(Required task) Pick out and copy every line of the data below that contains the word "reflection". Case counts.

--- Data for this task ---

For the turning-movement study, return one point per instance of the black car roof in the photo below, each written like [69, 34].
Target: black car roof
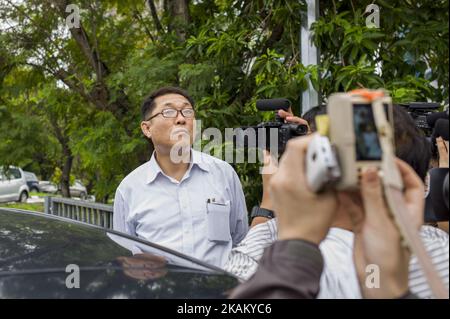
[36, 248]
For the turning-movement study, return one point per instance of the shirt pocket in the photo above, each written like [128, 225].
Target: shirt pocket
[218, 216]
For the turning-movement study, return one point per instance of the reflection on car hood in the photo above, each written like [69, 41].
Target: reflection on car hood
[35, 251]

---
--- Data for this task ---

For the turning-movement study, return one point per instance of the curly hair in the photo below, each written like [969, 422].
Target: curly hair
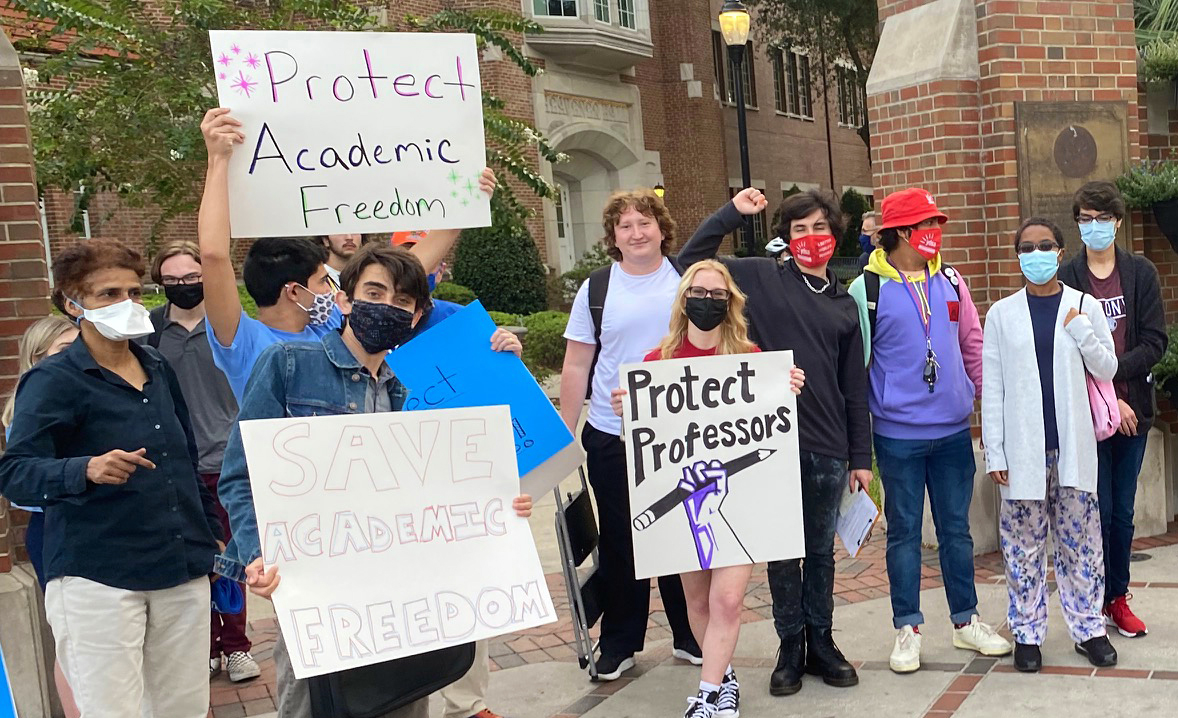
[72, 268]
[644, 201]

---

(Complete output)
For the turning-movement study, return one point per instance of the reflection on car hood in the photo above, each written like [69, 41].
Target: reflection on car hood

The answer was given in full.